-- WHAT TO PRODUCE --
In the material below, find each line holding the string "dining" and copy it.
§
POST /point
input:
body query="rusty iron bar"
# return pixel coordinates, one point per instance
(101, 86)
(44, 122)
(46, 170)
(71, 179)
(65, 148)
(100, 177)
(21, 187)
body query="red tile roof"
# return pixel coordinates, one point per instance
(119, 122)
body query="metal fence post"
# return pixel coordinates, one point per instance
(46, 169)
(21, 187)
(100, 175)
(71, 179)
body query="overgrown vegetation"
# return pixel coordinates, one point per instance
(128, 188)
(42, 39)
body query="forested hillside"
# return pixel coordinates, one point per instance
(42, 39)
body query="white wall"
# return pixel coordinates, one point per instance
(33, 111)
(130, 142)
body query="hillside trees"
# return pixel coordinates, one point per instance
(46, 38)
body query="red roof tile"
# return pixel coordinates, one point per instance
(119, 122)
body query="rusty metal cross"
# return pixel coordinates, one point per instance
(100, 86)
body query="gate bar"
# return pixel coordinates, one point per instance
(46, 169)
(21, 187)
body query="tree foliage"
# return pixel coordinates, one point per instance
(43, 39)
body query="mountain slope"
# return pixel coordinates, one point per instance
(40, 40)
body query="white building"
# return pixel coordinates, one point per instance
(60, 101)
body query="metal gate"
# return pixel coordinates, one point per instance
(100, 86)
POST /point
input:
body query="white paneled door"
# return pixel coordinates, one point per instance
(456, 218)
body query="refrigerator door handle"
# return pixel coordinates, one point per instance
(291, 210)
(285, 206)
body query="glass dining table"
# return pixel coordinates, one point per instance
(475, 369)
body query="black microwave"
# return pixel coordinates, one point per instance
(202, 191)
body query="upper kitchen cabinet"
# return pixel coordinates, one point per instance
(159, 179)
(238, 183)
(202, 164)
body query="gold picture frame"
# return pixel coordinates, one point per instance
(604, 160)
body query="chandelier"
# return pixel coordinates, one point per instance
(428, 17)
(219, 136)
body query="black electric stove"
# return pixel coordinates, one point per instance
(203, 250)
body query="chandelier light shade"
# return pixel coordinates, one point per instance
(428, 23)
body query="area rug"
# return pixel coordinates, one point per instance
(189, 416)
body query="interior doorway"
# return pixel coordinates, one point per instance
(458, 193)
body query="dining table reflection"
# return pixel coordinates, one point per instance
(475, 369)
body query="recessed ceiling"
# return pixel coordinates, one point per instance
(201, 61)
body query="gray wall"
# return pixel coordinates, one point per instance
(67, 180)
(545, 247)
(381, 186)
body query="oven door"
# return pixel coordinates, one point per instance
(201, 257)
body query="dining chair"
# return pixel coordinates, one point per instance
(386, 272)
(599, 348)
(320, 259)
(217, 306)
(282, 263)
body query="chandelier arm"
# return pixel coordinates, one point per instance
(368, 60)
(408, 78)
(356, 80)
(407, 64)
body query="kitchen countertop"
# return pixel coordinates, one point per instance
§
-- YOUR SOLUTION --
body query="glass dining table"
body query="dining table reflection"
body query="dining chair"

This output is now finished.